MATERIAL PROVIDED:
▶

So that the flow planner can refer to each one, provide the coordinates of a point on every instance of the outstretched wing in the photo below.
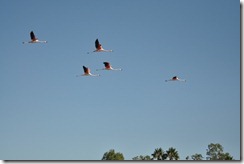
(98, 45)
(32, 35)
(86, 70)
(107, 64)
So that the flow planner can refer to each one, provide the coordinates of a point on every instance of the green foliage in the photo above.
(112, 155)
(172, 154)
(159, 154)
(141, 157)
(216, 152)
(197, 157)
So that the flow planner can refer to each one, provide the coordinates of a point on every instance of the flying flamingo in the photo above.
(109, 67)
(175, 78)
(34, 39)
(87, 72)
(99, 47)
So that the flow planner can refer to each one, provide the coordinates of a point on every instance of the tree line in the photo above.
(213, 152)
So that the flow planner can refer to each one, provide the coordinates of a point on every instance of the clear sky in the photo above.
(46, 112)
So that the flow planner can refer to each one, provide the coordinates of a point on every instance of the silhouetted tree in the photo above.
(112, 155)
(141, 157)
(159, 154)
(172, 154)
(197, 157)
(215, 152)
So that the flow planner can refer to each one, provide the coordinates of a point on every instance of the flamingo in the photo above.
(34, 39)
(175, 78)
(87, 72)
(99, 47)
(109, 67)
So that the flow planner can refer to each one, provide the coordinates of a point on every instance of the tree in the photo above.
(197, 157)
(112, 155)
(159, 154)
(172, 154)
(141, 157)
(215, 152)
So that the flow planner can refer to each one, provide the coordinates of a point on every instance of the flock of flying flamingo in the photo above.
(99, 48)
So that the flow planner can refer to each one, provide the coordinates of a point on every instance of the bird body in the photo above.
(99, 47)
(108, 67)
(34, 39)
(175, 78)
(87, 72)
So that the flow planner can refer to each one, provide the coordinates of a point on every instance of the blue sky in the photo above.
(46, 112)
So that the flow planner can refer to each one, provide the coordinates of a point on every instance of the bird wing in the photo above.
(97, 44)
(86, 70)
(32, 35)
(107, 64)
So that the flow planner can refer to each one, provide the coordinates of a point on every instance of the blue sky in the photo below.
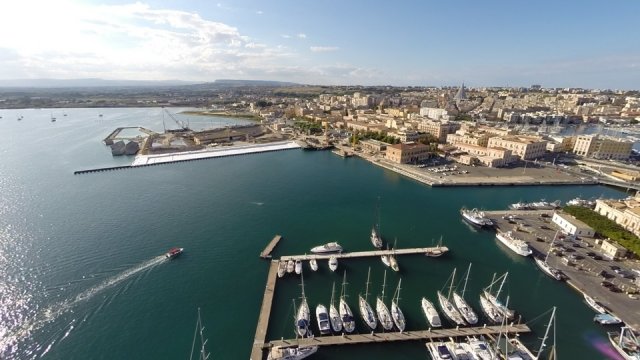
(591, 44)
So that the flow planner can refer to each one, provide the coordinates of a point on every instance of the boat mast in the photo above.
(546, 333)
(464, 288)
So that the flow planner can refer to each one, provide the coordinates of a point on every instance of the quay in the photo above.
(348, 255)
(266, 253)
(584, 274)
(265, 312)
(428, 335)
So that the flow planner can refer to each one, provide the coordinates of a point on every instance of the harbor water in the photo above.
(82, 271)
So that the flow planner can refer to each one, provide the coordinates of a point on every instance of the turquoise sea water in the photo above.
(81, 272)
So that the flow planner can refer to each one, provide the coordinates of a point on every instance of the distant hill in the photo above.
(84, 83)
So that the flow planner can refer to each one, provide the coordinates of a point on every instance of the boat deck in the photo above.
(425, 335)
(265, 312)
(347, 255)
(266, 253)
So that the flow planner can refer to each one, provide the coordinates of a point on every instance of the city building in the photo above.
(526, 147)
(600, 147)
(406, 153)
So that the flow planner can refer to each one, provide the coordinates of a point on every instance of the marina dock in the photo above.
(348, 255)
(266, 253)
(265, 312)
(424, 335)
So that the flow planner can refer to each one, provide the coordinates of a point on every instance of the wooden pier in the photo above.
(265, 312)
(348, 255)
(266, 253)
(424, 335)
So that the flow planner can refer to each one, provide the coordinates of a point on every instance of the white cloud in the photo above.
(324, 48)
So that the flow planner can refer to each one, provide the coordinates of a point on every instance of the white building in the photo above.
(572, 226)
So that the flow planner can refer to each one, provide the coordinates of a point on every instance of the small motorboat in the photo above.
(333, 263)
(174, 252)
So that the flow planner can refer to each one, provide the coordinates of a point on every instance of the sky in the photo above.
(568, 43)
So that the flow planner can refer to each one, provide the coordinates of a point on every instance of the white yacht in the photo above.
(313, 264)
(333, 263)
(594, 304)
(291, 352)
(518, 246)
(348, 323)
(396, 313)
(334, 314)
(322, 316)
(381, 309)
(331, 247)
(626, 343)
(430, 313)
(366, 311)
(476, 217)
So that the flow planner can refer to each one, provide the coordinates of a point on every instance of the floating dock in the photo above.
(265, 312)
(348, 255)
(424, 335)
(266, 253)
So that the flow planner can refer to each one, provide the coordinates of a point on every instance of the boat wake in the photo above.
(9, 343)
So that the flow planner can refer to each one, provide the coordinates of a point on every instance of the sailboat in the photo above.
(465, 310)
(396, 313)
(303, 316)
(334, 314)
(447, 307)
(393, 263)
(381, 309)
(203, 355)
(544, 265)
(365, 309)
(430, 313)
(346, 315)
(376, 240)
(494, 298)
(626, 343)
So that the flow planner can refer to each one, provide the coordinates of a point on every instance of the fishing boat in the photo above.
(465, 310)
(327, 248)
(298, 266)
(293, 352)
(313, 264)
(381, 309)
(282, 268)
(202, 354)
(450, 311)
(174, 253)
(366, 311)
(322, 316)
(494, 298)
(476, 217)
(518, 246)
(396, 313)
(334, 314)
(346, 315)
(607, 319)
(594, 304)
(333, 263)
(544, 265)
(430, 313)
(626, 343)
(303, 316)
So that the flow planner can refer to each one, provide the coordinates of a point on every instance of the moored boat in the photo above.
(173, 253)
(331, 247)
(518, 246)
(476, 217)
(322, 316)
(430, 313)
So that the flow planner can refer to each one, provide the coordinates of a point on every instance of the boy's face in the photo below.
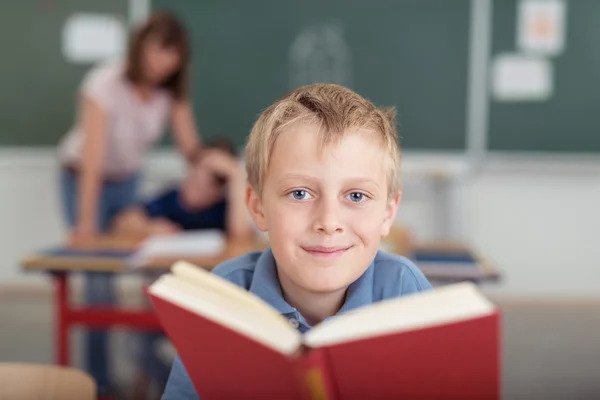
(325, 212)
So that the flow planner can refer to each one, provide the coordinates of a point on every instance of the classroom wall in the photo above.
(535, 221)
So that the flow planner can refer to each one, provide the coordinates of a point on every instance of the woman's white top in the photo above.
(133, 125)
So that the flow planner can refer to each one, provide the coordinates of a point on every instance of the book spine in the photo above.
(315, 376)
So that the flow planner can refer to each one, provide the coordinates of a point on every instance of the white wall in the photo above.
(539, 225)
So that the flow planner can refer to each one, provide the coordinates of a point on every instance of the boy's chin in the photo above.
(322, 283)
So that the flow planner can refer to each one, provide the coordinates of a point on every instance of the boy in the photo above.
(323, 169)
(210, 197)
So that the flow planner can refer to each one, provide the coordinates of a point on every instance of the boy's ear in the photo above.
(390, 213)
(255, 208)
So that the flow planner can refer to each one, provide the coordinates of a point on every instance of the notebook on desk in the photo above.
(450, 263)
(201, 243)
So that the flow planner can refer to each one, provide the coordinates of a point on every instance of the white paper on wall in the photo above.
(518, 77)
(90, 38)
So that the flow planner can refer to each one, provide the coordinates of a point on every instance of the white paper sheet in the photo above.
(185, 244)
(91, 38)
(521, 78)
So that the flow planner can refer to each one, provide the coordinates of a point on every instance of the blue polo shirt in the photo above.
(387, 277)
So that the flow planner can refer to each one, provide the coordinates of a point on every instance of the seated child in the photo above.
(323, 168)
(210, 197)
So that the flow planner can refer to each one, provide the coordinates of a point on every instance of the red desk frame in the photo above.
(68, 316)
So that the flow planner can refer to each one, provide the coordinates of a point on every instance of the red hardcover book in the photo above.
(438, 344)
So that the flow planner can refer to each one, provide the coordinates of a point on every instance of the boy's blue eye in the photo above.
(356, 197)
(300, 195)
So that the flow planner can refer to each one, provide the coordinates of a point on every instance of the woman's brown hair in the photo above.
(169, 32)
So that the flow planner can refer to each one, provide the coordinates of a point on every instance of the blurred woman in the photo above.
(123, 110)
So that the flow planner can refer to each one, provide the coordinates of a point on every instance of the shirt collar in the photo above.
(265, 284)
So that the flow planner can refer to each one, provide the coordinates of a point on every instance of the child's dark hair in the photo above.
(222, 144)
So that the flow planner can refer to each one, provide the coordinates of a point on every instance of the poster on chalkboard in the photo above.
(541, 27)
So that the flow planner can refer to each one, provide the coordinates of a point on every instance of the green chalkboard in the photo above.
(38, 86)
(569, 121)
(412, 54)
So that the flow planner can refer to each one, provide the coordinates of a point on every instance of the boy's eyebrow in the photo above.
(316, 179)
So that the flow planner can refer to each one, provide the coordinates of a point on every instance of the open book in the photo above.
(442, 343)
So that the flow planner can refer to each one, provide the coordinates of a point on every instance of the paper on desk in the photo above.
(185, 244)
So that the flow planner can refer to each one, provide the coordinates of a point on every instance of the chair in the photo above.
(44, 382)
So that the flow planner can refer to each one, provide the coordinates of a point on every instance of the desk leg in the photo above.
(61, 303)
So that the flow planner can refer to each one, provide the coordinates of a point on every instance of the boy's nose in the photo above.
(327, 218)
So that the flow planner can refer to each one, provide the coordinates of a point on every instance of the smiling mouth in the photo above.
(326, 252)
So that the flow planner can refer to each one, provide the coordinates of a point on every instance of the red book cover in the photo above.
(443, 344)
(459, 360)
(224, 364)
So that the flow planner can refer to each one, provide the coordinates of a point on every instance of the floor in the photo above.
(551, 349)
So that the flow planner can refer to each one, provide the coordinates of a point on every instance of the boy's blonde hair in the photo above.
(337, 110)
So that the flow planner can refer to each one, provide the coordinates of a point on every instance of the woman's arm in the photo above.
(184, 130)
(237, 221)
(94, 124)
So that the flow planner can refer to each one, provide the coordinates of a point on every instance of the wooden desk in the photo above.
(110, 254)
(106, 255)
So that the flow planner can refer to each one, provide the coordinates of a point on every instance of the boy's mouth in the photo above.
(326, 251)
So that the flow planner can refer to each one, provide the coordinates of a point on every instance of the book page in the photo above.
(241, 311)
(441, 306)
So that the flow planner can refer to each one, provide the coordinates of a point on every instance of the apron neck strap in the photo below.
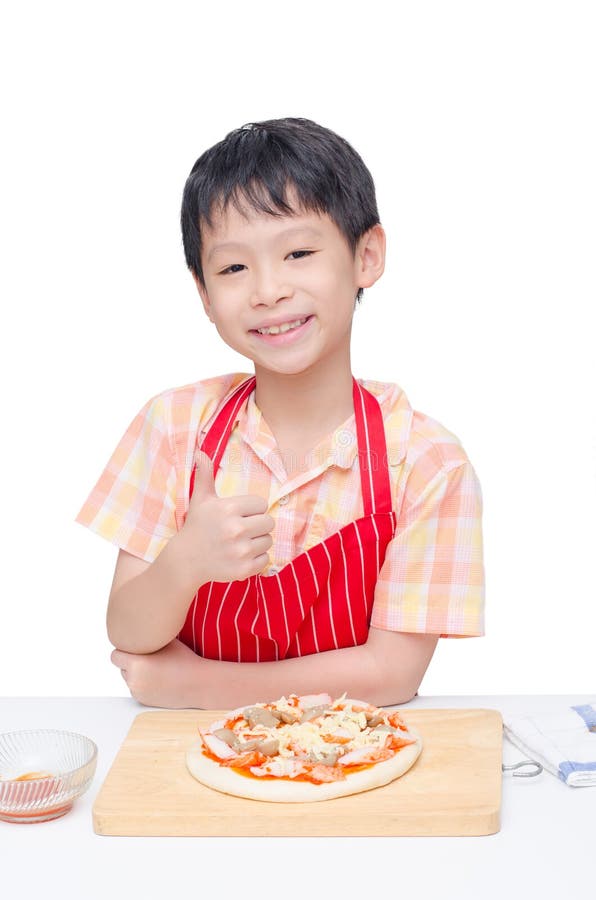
(370, 433)
(372, 452)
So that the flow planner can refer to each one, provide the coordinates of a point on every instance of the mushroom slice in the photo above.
(258, 715)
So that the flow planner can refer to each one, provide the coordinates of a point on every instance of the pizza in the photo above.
(301, 749)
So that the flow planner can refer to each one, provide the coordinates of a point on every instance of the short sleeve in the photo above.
(133, 503)
(432, 578)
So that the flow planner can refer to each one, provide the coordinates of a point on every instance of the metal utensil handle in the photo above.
(525, 762)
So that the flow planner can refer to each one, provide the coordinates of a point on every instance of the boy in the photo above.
(297, 530)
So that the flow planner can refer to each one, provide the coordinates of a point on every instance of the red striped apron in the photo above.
(322, 599)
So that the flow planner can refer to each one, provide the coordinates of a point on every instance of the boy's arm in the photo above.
(387, 670)
(222, 539)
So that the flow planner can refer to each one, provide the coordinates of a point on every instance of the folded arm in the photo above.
(386, 670)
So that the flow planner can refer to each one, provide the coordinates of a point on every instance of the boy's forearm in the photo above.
(147, 612)
(355, 670)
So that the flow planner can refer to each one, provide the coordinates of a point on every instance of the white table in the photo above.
(545, 847)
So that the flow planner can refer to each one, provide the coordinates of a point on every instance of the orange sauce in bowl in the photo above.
(52, 786)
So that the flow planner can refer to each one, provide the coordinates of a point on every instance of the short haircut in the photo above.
(256, 163)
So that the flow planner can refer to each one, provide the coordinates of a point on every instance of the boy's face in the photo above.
(265, 270)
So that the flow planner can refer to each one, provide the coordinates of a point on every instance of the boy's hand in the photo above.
(225, 538)
(170, 677)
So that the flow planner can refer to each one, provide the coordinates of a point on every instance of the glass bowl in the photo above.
(42, 773)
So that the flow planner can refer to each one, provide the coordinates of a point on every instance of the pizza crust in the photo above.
(226, 780)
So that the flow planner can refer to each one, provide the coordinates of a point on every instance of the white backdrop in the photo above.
(477, 123)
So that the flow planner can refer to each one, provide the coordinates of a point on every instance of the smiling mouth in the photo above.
(282, 329)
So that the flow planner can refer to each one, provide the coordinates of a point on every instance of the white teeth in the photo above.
(280, 329)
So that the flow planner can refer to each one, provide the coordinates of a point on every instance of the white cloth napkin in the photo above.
(563, 740)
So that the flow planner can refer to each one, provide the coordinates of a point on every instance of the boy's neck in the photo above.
(308, 404)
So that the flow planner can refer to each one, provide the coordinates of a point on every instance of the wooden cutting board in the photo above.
(454, 788)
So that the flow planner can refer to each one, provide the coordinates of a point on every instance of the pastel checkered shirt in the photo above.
(432, 579)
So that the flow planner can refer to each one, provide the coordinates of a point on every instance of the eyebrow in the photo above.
(300, 229)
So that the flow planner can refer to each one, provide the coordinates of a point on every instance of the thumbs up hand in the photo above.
(226, 538)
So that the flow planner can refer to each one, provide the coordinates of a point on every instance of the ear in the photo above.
(204, 297)
(370, 256)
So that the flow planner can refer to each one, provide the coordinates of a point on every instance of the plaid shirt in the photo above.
(432, 579)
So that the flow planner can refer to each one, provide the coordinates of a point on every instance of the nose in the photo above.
(269, 287)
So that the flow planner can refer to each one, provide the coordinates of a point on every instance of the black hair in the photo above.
(256, 163)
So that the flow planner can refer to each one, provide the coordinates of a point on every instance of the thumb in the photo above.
(204, 485)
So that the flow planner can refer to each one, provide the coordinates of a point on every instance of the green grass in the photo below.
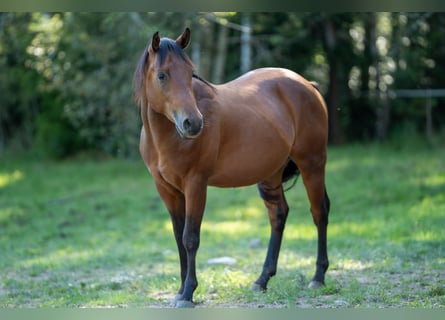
(95, 234)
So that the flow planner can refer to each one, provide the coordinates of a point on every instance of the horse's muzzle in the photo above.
(189, 127)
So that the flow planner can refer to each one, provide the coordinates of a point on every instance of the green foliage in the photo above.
(66, 78)
(90, 234)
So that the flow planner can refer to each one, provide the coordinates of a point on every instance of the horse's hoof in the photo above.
(184, 304)
(257, 287)
(175, 300)
(315, 284)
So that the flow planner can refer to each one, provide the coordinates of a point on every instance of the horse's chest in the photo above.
(171, 171)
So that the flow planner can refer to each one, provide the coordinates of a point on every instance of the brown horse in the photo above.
(263, 128)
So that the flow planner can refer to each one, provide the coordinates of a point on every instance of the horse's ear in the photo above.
(155, 41)
(184, 39)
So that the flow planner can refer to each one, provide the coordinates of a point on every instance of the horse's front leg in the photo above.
(195, 199)
(174, 201)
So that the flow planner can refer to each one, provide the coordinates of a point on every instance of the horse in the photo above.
(263, 128)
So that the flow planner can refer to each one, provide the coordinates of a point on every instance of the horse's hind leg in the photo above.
(275, 202)
(314, 182)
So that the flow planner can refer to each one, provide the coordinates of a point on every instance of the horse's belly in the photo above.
(247, 168)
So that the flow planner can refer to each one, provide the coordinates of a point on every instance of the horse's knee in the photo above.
(190, 241)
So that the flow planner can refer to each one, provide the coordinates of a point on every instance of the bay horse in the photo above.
(262, 128)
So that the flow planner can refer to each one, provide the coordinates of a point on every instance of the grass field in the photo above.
(85, 233)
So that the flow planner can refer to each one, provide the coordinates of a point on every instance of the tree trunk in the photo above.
(221, 53)
(333, 100)
(245, 63)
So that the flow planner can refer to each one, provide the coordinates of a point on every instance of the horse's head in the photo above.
(163, 82)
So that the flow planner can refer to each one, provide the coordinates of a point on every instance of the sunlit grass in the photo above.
(96, 234)
(9, 178)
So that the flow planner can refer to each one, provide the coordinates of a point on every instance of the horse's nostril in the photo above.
(187, 125)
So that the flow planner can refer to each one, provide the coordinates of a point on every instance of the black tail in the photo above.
(290, 172)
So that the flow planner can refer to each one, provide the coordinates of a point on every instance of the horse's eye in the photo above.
(162, 76)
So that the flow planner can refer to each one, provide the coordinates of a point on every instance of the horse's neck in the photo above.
(157, 126)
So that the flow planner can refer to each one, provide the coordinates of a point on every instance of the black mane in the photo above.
(166, 46)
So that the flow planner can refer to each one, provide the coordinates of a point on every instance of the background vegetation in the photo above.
(66, 78)
(95, 234)
(81, 224)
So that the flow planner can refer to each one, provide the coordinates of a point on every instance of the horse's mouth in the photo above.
(188, 135)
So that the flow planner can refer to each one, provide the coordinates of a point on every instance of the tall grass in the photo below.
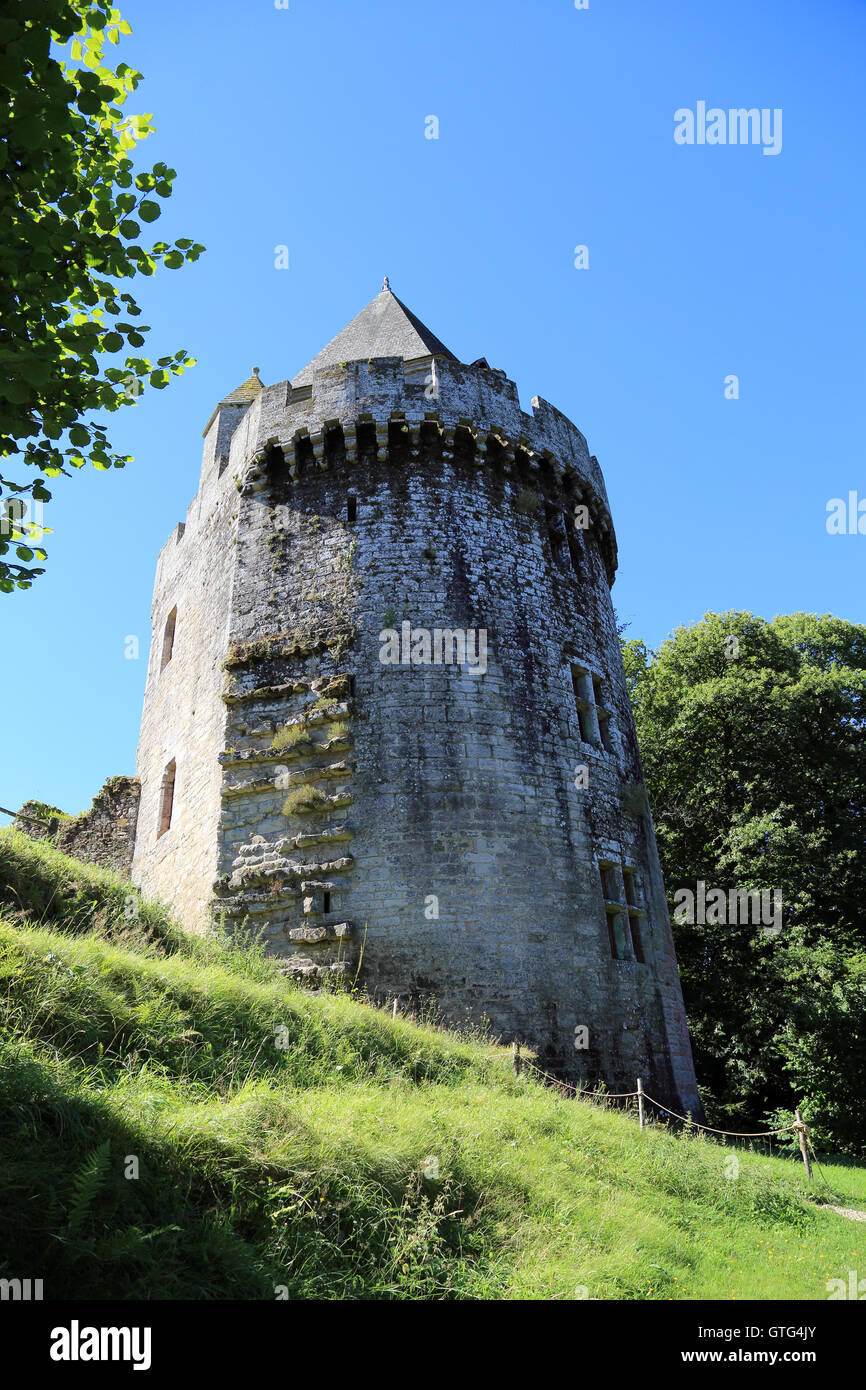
(178, 1121)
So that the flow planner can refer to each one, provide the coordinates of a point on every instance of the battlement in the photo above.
(320, 421)
(463, 831)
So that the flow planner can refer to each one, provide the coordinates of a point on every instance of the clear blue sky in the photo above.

◀

Repeat exactly the lines in the entries from the one containing "field in the photo above." to the final line, inclusive, and nothing beyond them; skip pictures.

So that the flow planner can refer to each one, provide the coordinates of a point on every instance of the grass field in the photo above.
(85, 233)
So that the flow planner can refer to each one, provide the coordinates of a point on every instance of the tree trunk in the photo above.
(221, 53)
(333, 100)
(245, 63)
So that the flow planner can refer to each one, provide the coordinates of a point on every instance of the horse's head in the photo above.
(163, 82)
So that the flow planner can refer to each one, provide the coordinates of a point on every instance of the sunlit grass in the photo above.
(96, 234)
(9, 178)
So that the flow planner can refer to each one, provide the coordinates of a point on every instance of the horse's nostril in the photo above.
(187, 125)
So that the flow planner can refer to each one, provide the coordinates of a point on every instance of the black tail in the photo above.
(290, 172)
So that the flow planner can refer to each one, provide the coordinates of a point on every instance of the horse's eye in the photo above.
(162, 76)
So that the flow planner can refer to each one, provide the coordinates of a point on every instance of the horse's neck in the photo above.
(157, 126)
So that the flow planner can refer to each one, provide the coordinates of a point on every instance of the black mane in the photo above.
(166, 46)
So that the flow planner can refer to each one, provide the coordinates of a point on every instance of the background vegetation in the photo above.
(66, 78)
(95, 234)
(81, 224)
So that the flow planner can refer to each one, provide the coordinates of a point on every instance of the horse's mouth in the photo above.
(188, 135)
So that the flow planner can refer to each one, provide the coordinates of a point on every instance of the tall grass in the photo below.
(178, 1121)
So that the flow planner can refer to each one, provide the coordinates of a point on every instance of the battlement in the photo above.
(320, 421)
(463, 831)
So that the flow planner can refer to each one, provide the coordinates of a point on every instance of the clear blue sky in the photo above.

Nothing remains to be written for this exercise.